SEZIONE DEL DOCUMENTO:
※ ※ ※
Il vantaggio di essere trascurati


Nell'àmbito della filologia e della critica del testo antico si suole attribuire particolare importanza ai manoscritti conservati in centri periferici, isolati. Questo poiché, proprio in quanto dimenticate o trascurate, quelle versioni dei testi risultano spesso scevre da modifiche, interpolazioni, correzioni arbitrarie. Sono insomma caratterizzate da una purezza superiore, da una pulizia primordiale che le differisce profondamente dai corrispettivi "cittadini", molto consultati e conseguentemente molto soggetti ad interventi postumi.
※ ※ ※
RICHIESTA ASSEGNATA 1: Disponga come lista JSON di stringhe, una per riga e senza le righe vuote, i record dalla riga contenente "Where can the black" fino alla fine dei record, estremi inclusi.

Voci di indicazione di oggetti denominati:
※ ※ ※
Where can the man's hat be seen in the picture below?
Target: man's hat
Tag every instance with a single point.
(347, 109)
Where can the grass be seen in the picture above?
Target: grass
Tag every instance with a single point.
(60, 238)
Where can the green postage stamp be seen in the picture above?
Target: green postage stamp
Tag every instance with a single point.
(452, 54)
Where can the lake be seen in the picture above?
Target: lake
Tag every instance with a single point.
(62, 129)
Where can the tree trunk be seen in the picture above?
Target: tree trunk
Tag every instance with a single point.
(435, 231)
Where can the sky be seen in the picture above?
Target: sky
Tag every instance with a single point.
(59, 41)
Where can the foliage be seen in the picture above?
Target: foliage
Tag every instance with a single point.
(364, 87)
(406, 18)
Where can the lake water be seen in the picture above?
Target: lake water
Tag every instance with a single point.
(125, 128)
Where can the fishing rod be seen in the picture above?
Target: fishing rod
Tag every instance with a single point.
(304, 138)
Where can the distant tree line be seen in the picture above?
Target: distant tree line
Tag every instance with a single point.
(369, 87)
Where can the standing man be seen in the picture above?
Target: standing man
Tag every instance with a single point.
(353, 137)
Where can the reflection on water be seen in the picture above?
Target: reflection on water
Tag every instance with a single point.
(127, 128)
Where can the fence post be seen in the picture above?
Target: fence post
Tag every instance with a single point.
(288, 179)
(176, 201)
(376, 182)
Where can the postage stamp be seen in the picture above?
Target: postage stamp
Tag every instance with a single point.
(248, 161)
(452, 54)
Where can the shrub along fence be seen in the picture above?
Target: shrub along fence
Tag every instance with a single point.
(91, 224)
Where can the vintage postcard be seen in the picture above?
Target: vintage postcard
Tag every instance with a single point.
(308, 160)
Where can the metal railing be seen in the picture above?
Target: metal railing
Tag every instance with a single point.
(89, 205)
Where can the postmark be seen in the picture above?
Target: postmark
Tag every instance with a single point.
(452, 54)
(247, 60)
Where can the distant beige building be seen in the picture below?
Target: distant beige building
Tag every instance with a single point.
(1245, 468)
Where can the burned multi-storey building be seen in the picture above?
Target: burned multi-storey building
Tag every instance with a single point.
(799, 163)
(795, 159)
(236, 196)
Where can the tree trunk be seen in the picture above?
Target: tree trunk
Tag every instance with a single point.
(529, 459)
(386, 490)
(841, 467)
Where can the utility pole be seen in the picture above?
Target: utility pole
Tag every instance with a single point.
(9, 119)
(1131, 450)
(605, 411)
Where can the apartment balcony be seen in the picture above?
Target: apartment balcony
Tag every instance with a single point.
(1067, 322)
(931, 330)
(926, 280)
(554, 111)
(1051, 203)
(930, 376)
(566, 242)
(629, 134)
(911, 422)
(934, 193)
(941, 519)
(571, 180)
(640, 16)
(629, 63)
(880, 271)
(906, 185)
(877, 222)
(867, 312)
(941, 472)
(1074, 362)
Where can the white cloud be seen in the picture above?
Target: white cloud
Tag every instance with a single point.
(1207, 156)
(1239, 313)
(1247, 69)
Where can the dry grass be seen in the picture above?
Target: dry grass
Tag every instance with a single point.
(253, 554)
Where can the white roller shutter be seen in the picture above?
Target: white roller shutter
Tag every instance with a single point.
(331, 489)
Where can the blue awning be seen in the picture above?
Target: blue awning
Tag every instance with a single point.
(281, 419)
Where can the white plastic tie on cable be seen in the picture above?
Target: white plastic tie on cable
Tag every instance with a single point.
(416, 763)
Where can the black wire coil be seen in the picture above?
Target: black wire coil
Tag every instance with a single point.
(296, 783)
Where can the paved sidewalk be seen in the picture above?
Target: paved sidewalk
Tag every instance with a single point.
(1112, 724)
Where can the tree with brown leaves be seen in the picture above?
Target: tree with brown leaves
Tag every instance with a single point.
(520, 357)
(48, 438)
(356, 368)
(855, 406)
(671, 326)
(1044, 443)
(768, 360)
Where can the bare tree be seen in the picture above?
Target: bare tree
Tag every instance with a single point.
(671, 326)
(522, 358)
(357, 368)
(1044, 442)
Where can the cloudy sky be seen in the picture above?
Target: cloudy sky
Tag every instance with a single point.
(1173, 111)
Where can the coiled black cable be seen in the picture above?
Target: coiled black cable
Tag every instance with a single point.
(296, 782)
※ ※ ※
RICHIESTA ASSEGNATA 2: Secondo la sezione del documento, a quali manoscritti si suole attribuire particolare importanza nella filologia e nella critica del testo antico?

RISPOSTA COMPLETA 1:
[
  "Where can the black wire coil be seen in the picture above?",
  "Target: black wire coil",
  "Tag every instance with a single point.",
  "(296, 783)",
  "Where can the paved sidewalk be seen in the picture above?",
  "Target: paved sidewalk",
  "Tag every instance with a single point.",
  "(1112, 724)",
  "Where can the tree with brown leaves be seen in the picture above?",
  "Target: tree with brown leaves",
  "Tag every instance with a single point.",
  "(520, 357)",
  "(48, 438)",
  "(356, 368)",
  "(855, 406)",
  "(671, 326)",
  "(1044, 443)",
  "(768, 360)",
  "Where can the bare tree be seen in the picture above?",
  "Target: bare tree",
  "Tag every instance with a single point.",
  "(671, 326)",
  "(522, 358)",
  "(357, 368)",
  "(1044, 442)",
  "Where can the cloudy sky be seen in the picture above?",
  "Target: cloudy sky",
  "Tag every instance with a single point.",
  "(1173, 111)",
  "Where can the coiled black cable be seen in the picture above?",
  "Target: coiled black cable",
  "Tag every instance with a single point.",
  "(296, 782)"
]

RISPOSTA COMPLETA 2: Ai manoscritti conservati in centri periferici, isolati.